Selected extract =
Jump to content

Failure mode and effects analysis

From Wikipedia, the free encyclopedia

This is an old revision of this page, as edited by Ncsupimaster (talk | contribs) at 18:05, 12 June 2012. The present address (URL) is a permanent link to this revision, which may differ significantly from the current revision.

A failure modes and effects analysis (FMEA) is an inductive failure analysis used in product development, systems engineering / Reliability Engineering and operations management for analysis of potential failure modes within a system for classification by the severity and likelihood of the failures. A successful FMEA activity helps a team to identify potential failure modes based on past experience with similar products or processes or based on common sense logic, enabling the team to design those failures out of the system with the minimum of effort and resource expenditure, thereby reducing development time and costs. Because it forces a review of functions and functional requirements, it also serves as a form of design review to erase weakness (related to failure) out of the design. It is widely used in development and manufacturing industries in various phases of the product life cycle and is now increasingly finding use in the service industry. Failure modes are any errors or defects in a process, design, or item, especially those that affect the intended function of the product and or process, and can be potential or actual. Effects analysis refers to studying the consequences of those failures on different system levels.

Basic terms[1]

FMEA cycle.
Failure
The loss of an intended function of a device under stated conditions.
Failure mode
The manner or way by which a failure is observed in terms of failure of the part function under investigation; it may generally describe the way the failure occurs. It shall at least clearly describe a (end) failure state of the item/function under consideration as result of the failure mechanims (cause of the failure mode). For example; a fractured axle or a open electrical contact can be a failure mode.
Failure Cause and/or Mechanism
Defects in requirements, design, process, quality control, handling or part application, which are the underlying cause or sequence of causes that initiate a process (mechanism) that leads to a failure mode over a certain time. A failure mode may have more causes. For example; fatigue or corrosion of a beam or contact is a failure mechanism and not a failure mode. The related failure mode (state) under analysis could be a "full fracture of structural beam" or for example "a open electrical contact". The initial Cause might have been "Improper application of corrosion protection layer (paint)" and /or "(abnormal) vibration input from another failed system".
Failure effect
Immediate consequences of a failure on operation, function or functionality, or status of some item
Indenture levels
An identifier for item complexity. Complexity increases as levels are closer to one.
Local effect
The failure effect as it applies to the item under analysis.
Next higher level effect
The failure effect as it applies at the next higher indenture level.
End effect
The failure effect at the highest indenture level or total system.
Severity
The consequences of a failure mode. Severity considers the worst potential consequence of a failure, determined by the degree of injury, property damage, system damage and/or time lost to repair the failure.

Task directions = Sum up the FMEA article in two sentences. The entries that come next have nothing to do with the FMEA article.

Recorded data =
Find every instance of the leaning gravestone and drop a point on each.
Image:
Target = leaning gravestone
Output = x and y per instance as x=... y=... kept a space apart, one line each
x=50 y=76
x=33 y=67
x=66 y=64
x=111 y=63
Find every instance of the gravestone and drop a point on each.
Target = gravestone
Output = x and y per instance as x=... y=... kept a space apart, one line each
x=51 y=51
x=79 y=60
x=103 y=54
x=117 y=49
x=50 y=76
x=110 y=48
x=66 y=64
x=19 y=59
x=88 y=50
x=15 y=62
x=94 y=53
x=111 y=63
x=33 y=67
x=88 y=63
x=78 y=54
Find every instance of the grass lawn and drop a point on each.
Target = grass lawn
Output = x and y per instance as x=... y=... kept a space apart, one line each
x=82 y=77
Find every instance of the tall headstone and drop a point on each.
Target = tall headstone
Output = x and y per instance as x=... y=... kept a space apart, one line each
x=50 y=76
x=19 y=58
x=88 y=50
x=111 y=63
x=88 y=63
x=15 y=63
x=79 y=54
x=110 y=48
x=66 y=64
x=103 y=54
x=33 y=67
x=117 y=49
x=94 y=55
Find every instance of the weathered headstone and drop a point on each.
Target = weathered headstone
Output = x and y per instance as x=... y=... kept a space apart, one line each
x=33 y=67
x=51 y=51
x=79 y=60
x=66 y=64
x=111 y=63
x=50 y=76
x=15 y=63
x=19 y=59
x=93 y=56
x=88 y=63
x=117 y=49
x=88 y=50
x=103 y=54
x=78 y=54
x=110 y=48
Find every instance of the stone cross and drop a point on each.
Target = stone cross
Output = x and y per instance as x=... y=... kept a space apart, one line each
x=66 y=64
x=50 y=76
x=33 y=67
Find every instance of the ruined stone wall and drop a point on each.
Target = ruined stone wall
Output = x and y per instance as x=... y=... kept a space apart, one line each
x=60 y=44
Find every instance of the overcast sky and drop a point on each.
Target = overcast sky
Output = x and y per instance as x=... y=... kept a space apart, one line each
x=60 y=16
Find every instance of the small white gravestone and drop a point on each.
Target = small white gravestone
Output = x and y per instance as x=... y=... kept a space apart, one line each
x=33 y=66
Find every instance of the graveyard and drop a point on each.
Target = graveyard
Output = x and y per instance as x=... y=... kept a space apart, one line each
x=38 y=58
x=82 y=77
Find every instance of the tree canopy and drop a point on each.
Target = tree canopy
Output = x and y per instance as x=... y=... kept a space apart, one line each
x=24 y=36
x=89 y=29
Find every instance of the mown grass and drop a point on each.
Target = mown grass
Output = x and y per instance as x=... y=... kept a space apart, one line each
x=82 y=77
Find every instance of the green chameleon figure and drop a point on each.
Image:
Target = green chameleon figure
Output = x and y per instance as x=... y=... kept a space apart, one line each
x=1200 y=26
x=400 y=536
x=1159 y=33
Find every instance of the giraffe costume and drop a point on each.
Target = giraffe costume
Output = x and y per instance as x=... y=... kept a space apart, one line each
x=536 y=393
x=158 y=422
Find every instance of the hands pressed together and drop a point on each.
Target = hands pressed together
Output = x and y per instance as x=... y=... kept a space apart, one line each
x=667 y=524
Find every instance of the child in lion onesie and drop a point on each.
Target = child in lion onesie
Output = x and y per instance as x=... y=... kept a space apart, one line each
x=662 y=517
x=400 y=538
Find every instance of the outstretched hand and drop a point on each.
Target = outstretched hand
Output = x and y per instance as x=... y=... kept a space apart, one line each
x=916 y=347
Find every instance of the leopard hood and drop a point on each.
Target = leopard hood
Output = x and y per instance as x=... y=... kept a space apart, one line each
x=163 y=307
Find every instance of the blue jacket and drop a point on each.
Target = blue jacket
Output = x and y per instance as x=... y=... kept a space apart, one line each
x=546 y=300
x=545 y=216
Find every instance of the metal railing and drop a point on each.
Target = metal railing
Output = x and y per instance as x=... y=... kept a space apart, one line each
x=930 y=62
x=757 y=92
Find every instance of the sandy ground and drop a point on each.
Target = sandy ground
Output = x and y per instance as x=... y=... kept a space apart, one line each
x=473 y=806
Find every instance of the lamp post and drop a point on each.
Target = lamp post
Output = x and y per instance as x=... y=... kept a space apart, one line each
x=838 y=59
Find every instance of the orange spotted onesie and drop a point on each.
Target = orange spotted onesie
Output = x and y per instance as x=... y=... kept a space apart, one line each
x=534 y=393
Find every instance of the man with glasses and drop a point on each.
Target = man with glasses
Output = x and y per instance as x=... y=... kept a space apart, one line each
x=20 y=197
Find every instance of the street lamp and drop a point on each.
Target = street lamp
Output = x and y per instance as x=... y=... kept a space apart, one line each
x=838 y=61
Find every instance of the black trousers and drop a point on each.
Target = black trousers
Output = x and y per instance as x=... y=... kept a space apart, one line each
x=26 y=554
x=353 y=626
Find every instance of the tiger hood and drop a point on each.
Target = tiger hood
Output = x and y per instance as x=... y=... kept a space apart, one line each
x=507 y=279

Output below = A failure modes and effects analysis (FMEA) is an inductive failure analysis used in product development, systems engineering and operations management to find potential failure modes in a system and classify them by severity and likelihood, so a team can design those failures out with minimal effort and cost. The article also defines basic terms, such as failure (the loss of an intended function under stated conditions), failure mode (the way a failure is observed), and severity (the worst potential consequence of a failure mode).